EXTRACTED MATERIAL:

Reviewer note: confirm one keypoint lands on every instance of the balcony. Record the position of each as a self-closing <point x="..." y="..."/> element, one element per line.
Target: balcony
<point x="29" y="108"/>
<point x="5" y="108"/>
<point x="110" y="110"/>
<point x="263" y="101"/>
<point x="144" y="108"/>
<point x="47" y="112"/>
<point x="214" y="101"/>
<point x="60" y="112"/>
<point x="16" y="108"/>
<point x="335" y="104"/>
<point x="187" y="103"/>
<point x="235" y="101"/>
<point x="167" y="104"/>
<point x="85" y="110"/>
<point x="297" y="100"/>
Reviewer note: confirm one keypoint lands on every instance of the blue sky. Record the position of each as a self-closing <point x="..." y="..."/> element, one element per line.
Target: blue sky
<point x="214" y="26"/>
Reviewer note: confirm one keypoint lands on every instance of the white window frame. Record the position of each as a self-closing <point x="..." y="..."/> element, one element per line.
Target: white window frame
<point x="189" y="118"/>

REQUIREMENTS: Return all of the lines above, copying each one character for character.

RESULT:
Reviewer note: confirm one keypoint lands on every instance of the balcony. Record the position of each as a self-closing <point x="..." y="..."/> element, one element per line.
Target: balcony
<point x="29" y="108"/>
<point x="5" y="108"/>
<point x="110" y="110"/>
<point x="263" y="101"/>
<point x="144" y="108"/>
<point x="47" y="112"/>
<point x="214" y="101"/>
<point x="60" y="112"/>
<point x="16" y="108"/>
<point x="335" y="104"/>
<point x="187" y="103"/>
<point x="235" y="101"/>
<point x="167" y="104"/>
<point x="85" y="110"/>
<point x="297" y="100"/>
Reviewer note: confirm one keypoint lands on every instance of the blue sky. Record the position of each as a self-closing <point x="..." y="..."/> element, one element per line.
Target: blue sky
<point x="214" y="26"/>
Reviewer note: confirm one keypoint lands on every instance of the white window frame. Record the position of each as a self-closing <point x="..." y="..."/> element, one element per line.
Target: white window frame
<point x="189" y="118"/>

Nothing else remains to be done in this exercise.